[Collected data]

■ ■ ■ ■ ■

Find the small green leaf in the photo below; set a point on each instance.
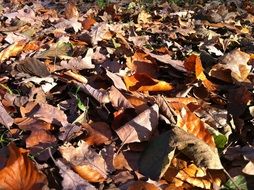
(239, 180)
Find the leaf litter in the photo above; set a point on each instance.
(128, 95)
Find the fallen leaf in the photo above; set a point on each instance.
(234, 66)
(12, 50)
(141, 127)
(60, 49)
(239, 180)
(71, 10)
(142, 185)
(157, 157)
(197, 150)
(71, 180)
(88, 23)
(85, 161)
(33, 66)
(20, 172)
(189, 122)
(142, 62)
(44, 112)
(5, 118)
(249, 168)
(143, 82)
(144, 17)
(101, 96)
(98, 133)
(238, 100)
(118, 100)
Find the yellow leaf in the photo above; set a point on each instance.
(12, 50)
(143, 82)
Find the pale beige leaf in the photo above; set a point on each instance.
(236, 63)
(85, 161)
(196, 149)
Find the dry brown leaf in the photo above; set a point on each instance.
(76, 76)
(196, 149)
(85, 161)
(189, 122)
(88, 23)
(238, 100)
(234, 66)
(142, 185)
(12, 50)
(44, 112)
(33, 66)
(71, 10)
(143, 82)
(72, 180)
(118, 100)
(98, 133)
(141, 127)
(5, 118)
(101, 96)
(144, 17)
(142, 62)
(20, 172)
(180, 172)
(117, 80)
(167, 59)
(193, 64)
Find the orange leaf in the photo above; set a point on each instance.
(180, 173)
(98, 133)
(12, 50)
(193, 64)
(141, 62)
(88, 173)
(88, 23)
(71, 10)
(85, 161)
(142, 185)
(20, 172)
(189, 122)
(143, 82)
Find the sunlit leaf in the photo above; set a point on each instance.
(19, 171)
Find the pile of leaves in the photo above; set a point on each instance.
(126, 96)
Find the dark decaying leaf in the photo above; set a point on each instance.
(44, 112)
(71, 180)
(141, 127)
(5, 118)
(157, 157)
(33, 66)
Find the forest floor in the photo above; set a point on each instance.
(128, 95)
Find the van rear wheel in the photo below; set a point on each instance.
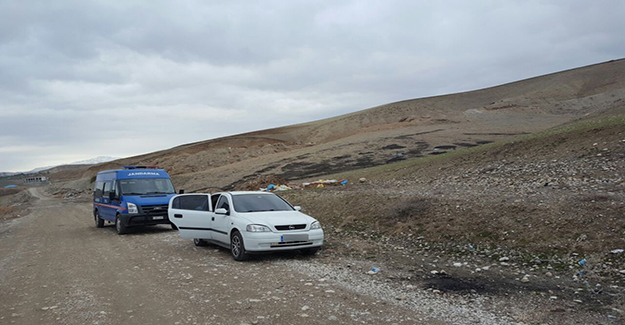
(99, 222)
(119, 226)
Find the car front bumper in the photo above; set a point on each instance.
(138, 220)
(282, 241)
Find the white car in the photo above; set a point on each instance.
(245, 223)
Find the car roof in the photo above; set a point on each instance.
(248, 192)
(241, 192)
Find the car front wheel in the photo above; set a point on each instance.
(237, 247)
(199, 242)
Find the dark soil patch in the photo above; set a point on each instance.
(341, 157)
(480, 285)
(393, 147)
(395, 159)
(446, 147)
(465, 144)
(495, 133)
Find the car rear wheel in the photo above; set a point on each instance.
(310, 251)
(119, 226)
(237, 247)
(99, 222)
(199, 242)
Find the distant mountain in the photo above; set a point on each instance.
(93, 161)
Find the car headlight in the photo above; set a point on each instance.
(257, 228)
(132, 208)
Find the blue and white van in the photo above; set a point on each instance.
(132, 196)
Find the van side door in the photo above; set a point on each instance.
(191, 213)
(221, 224)
(97, 196)
(107, 211)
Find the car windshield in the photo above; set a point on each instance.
(144, 186)
(259, 203)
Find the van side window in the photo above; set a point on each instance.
(214, 199)
(99, 187)
(116, 190)
(194, 202)
(108, 186)
(223, 203)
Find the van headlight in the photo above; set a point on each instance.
(132, 208)
(257, 228)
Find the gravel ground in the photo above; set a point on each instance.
(56, 267)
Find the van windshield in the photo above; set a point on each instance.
(144, 186)
(259, 203)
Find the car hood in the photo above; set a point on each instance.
(277, 218)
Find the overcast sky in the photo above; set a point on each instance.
(80, 79)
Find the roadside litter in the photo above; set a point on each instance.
(374, 270)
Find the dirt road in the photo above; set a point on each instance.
(57, 267)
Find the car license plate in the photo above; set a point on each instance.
(294, 237)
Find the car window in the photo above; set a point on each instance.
(214, 199)
(223, 203)
(259, 203)
(194, 202)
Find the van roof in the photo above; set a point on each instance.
(135, 173)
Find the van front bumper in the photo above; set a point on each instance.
(279, 241)
(138, 220)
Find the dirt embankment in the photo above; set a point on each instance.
(13, 202)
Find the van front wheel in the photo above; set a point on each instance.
(119, 226)
(99, 222)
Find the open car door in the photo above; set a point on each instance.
(191, 213)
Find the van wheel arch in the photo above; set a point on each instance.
(119, 225)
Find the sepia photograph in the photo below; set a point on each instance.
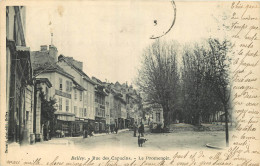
(146, 77)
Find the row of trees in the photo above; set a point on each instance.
(191, 83)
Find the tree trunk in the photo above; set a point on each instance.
(226, 124)
(166, 116)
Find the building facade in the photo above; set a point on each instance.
(19, 84)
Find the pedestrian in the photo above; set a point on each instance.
(107, 128)
(141, 129)
(116, 129)
(45, 135)
(135, 129)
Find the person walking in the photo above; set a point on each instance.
(135, 128)
(116, 129)
(141, 129)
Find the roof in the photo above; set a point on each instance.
(78, 86)
(68, 61)
(44, 80)
(50, 67)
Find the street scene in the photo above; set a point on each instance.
(67, 88)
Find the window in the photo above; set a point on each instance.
(76, 111)
(75, 94)
(60, 81)
(81, 112)
(85, 112)
(60, 104)
(157, 117)
(70, 86)
(47, 93)
(67, 86)
(67, 106)
(80, 97)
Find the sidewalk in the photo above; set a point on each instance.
(66, 142)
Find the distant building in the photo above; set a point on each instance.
(63, 85)
(100, 105)
(19, 84)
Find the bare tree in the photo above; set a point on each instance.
(158, 77)
(217, 74)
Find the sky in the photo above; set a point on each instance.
(109, 37)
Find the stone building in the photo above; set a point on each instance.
(19, 84)
(83, 102)
(63, 85)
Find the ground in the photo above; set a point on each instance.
(156, 141)
(183, 138)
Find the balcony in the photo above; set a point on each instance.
(63, 94)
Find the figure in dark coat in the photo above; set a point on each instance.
(135, 129)
(141, 129)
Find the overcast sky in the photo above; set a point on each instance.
(109, 37)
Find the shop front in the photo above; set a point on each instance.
(64, 126)
(121, 123)
(100, 125)
(77, 127)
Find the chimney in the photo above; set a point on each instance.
(53, 52)
(44, 47)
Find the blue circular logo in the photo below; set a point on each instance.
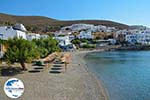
(14, 88)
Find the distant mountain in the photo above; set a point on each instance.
(138, 27)
(42, 24)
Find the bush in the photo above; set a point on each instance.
(20, 50)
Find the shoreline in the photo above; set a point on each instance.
(81, 55)
(76, 83)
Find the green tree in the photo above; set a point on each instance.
(20, 50)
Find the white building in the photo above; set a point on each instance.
(31, 36)
(7, 32)
(44, 36)
(63, 40)
(85, 35)
(142, 38)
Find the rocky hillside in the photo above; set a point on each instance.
(42, 24)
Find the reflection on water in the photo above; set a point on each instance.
(126, 74)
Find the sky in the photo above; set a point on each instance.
(131, 12)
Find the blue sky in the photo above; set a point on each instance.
(125, 11)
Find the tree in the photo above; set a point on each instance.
(20, 50)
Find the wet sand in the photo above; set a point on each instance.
(77, 83)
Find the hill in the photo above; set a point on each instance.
(42, 24)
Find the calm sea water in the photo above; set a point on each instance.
(125, 74)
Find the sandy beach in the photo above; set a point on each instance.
(77, 83)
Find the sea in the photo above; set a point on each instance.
(125, 74)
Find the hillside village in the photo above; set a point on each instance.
(100, 34)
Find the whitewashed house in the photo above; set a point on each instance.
(31, 36)
(142, 38)
(44, 36)
(7, 32)
(63, 40)
(85, 35)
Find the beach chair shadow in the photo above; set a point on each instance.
(10, 71)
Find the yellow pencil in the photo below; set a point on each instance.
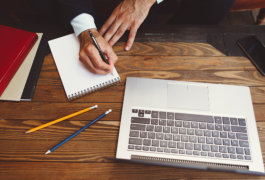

■ ■ ■ ■ ■

■ AIM
Count the lines in the rows above that contain the string "roof", treating case as significant. Reply with the number alone.

■ RESULT OF THE EXERCISE
3